*Exercise aim*. Continue the comment on Agile development practices, starting right after its final sentence.

*Document excerpt*.
>>

I'm sure a lot of practices that are commonly considered Agile have genuine
merit. Indeed, good developers have been using many of these practices since
long before anyone started naming them. Equally, bad developers probably won't
adopt them whatever they are called.

Other practices that tend to get bundled into various specific Agile processes
are, IMNSHO, 100% pure snake oil. After so many years, they have a pretty poor
track record, when surely they should be dominating the software development
field by now if they were as effective as their advocates claim and everyone
else is doing such horrible things.

I always find it rather ironic that despite the basic tenet of the Agile
Manifesto that individuals and interactions are more valuable than processes
or tools, we still have consultants and authors pushing processes like XP or
Scrum or whatever the next one is, almost invariably using all-or-nothing
arguments about how you need to use all the components of their favourite
buzzword method or it just doesn't work, and if you don't and your project
fails then that must be why.

<<

(Bounding box data excerpts)
>>

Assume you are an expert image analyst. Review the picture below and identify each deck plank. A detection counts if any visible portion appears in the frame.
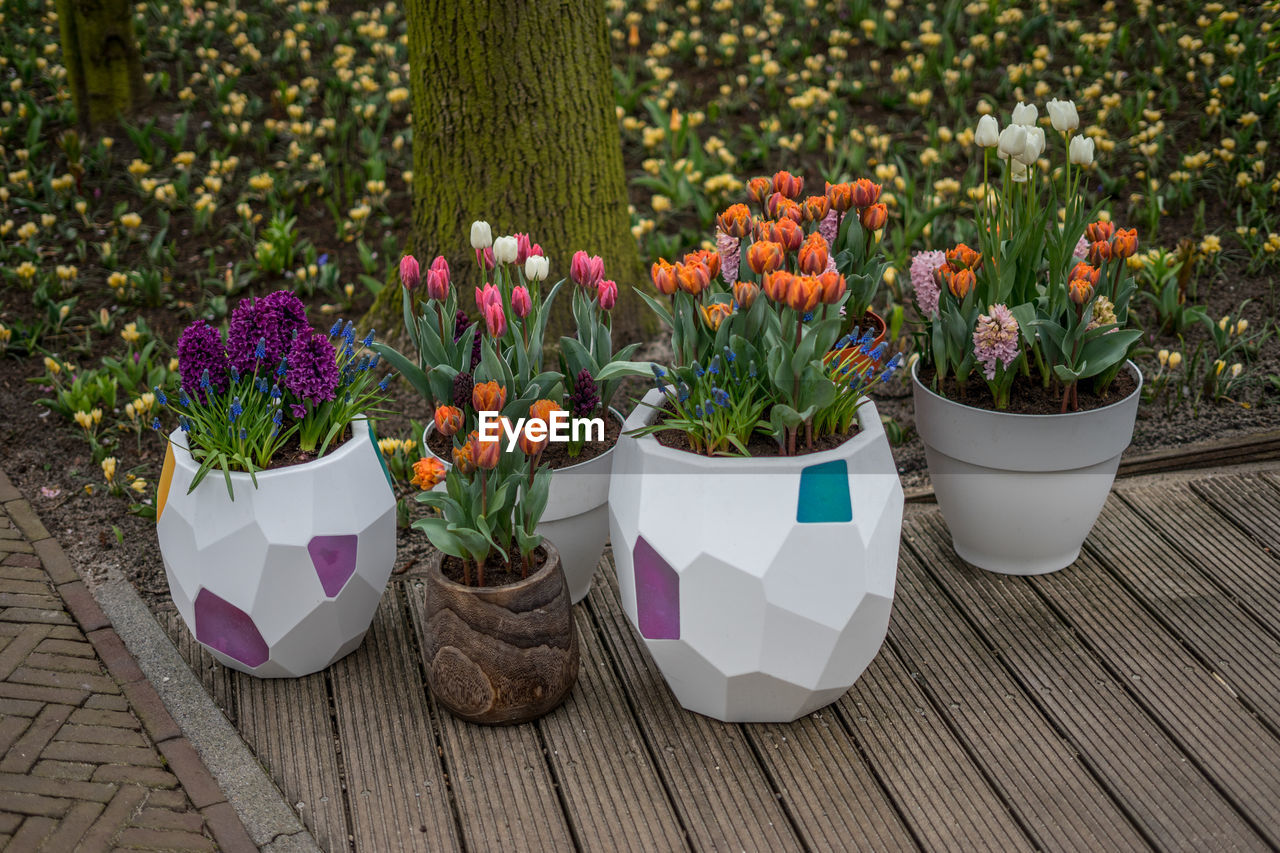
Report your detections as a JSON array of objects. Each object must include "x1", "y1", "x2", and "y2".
[
  {"x1": 910, "y1": 514, "x2": 1267, "y2": 849},
  {"x1": 1119, "y1": 485, "x2": 1280, "y2": 637},
  {"x1": 538, "y1": 607, "x2": 687, "y2": 853},
  {"x1": 329, "y1": 584, "x2": 463, "y2": 850},
  {"x1": 888, "y1": 540, "x2": 1147, "y2": 850},
  {"x1": 233, "y1": 672, "x2": 351, "y2": 850},
  {"x1": 1089, "y1": 492, "x2": 1280, "y2": 722},
  {"x1": 401, "y1": 573, "x2": 575, "y2": 852},
  {"x1": 586, "y1": 557, "x2": 803, "y2": 853}
]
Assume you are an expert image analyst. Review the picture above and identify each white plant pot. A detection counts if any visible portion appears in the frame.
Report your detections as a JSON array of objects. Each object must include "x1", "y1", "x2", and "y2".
[
  {"x1": 156, "y1": 420, "x2": 396, "y2": 678},
  {"x1": 422, "y1": 418, "x2": 621, "y2": 605},
  {"x1": 911, "y1": 361, "x2": 1142, "y2": 575},
  {"x1": 609, "y1": 389, "x2": 902, "y2": 722}
]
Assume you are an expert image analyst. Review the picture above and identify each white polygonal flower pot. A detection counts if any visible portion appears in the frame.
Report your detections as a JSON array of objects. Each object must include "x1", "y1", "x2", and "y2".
[
  {"x1": 609, "y1": 389, "x2": 902, "y2": 722},
  {"x1": 422, "y1": 416, "x2": 621, "y2": 605},
  {"x1": 156, "y1": 420, "x2": 396, "y2": 678},
  {"x1": 911, "y1": 361, "x2": 1142, "y2": 575}
]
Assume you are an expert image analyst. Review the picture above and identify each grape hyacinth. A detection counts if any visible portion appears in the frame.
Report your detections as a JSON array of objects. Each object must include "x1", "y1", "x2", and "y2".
[
  {"x1": 973, "y1": 305, "x2": 1018, "y2": 379},
  {"x1": 911, "y1": 251, "x2": 947, "y2": 318}
]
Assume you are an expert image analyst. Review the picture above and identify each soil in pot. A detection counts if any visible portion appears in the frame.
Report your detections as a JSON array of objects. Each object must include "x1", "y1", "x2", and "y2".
[
  {"x1": 919, "y1": 366, "x2": 1138, "y2": 415},
  {"x1": 422, "y1": 543, "x2": 579, "y2": 725}
]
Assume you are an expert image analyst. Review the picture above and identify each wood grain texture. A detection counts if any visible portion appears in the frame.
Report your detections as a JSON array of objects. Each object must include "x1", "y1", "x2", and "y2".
[{"x1": 421, "y1": 543, "x2": 579, "y2": 725}]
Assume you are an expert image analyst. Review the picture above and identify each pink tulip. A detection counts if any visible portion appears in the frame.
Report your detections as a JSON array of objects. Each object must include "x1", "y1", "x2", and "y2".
[
  {"x1": 401, "y1": 255, "x2": 422, "y2": 291},
  {"x1": 596, "y1": 278, "x2": 618, "y2": 311},
  {"x1": 426, "y1": 256, "x2": 449, "y2": 300},
  {"x1": 511, "y1": 284, "x2": 534, "y2": 320}
]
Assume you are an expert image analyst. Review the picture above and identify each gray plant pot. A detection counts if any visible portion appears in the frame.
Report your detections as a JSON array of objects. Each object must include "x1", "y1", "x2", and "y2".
[{"x1": 911, "y1": 361, "x2": 1142, "y2": 575}]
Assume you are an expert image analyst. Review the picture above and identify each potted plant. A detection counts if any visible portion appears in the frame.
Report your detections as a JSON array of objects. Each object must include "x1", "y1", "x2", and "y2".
[
  {"x1": 376, "y1": 222, "x2": 648, "y2": 603},
  {"x1": 911, "y1": 100, "x2": 1142, "y2": 575},
  {"x1": 609, "y1": 171, "x2": 902, "y2": 721},
  {"x1": 413, "y1": 389, "x2": 579, "y2": 725},
  {"x1": 152, "y1": 291, "x2": 396, "y2": 678}
]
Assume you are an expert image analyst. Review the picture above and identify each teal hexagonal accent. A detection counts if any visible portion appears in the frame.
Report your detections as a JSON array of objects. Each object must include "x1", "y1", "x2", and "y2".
[{"x1": 796, "y1": 459, "x2": 854, "y2": 524}]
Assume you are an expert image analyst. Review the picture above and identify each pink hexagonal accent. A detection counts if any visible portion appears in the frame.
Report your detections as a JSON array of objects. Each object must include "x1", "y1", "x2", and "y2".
[
  {"x1": 196, "y1": 589, "x2": 270, "y2": 667},
  {"x1": 307, "y1": 533, "x2": 360, "y2": 598},
  {"x1": 634, "y1": 537, "x2": 680, "y2": 639}
]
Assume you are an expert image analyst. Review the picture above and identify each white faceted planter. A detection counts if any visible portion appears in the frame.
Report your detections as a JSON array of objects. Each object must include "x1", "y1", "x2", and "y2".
[
  {"x1": 609, "y1": 389, "x2": 902, "y2": 722},
  {"x1": 422, "y1": 416, "x2": 621, "y2": 605},
  {"x1": 156, "y1": 420, "x2": 396, "y2": 678},
  {"x1": 911, "y1": 361, "x2": 1142, "y2": 575}
]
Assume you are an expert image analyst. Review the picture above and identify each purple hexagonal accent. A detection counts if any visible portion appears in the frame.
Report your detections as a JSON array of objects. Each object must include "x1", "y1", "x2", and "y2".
[
  {"x1": 196, "y1": 589, "x2": 270, "y2": 667},
  {"x1": 307, "y1": 533, "x2": 360, "y2": 598},
  {"x1": 632, "y1": 537, "x2": 680, "y2": 639}
]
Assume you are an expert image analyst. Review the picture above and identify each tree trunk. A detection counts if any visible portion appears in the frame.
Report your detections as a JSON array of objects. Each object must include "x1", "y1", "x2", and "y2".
[
  {"x1": 58, "y1": 0, "x2": 146, "y2": 131},
  {"x1": 366, "y1": 0, "x2": 644, "y2": 341}
]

<<

*Solved problem*.
What would I do differently next time, in the sense of promoting what actually
works and not some diluted buzzword bingo entry? I'd single out individual
elements, such as using shorter iterations or emphasizing ongoing
communication with a client over formal up-front specifications. I would
describe them in plain English, I would consider their merits and risks
individually, and perhaps I would consider how some of them interact. But
above all, I would not artificially bundle up a whole bunch of distinct ideas
that can be understood perfectly well in isolation (whether or not they are
actually effective) and create some artificial super-idea and a black-and-
white approach to using it.

And I'd execute anyone who started naming practices, overall processes, or the
roles within those processes in a way that would make anyone outside the Kool-
Aid drinkers burst out laughing.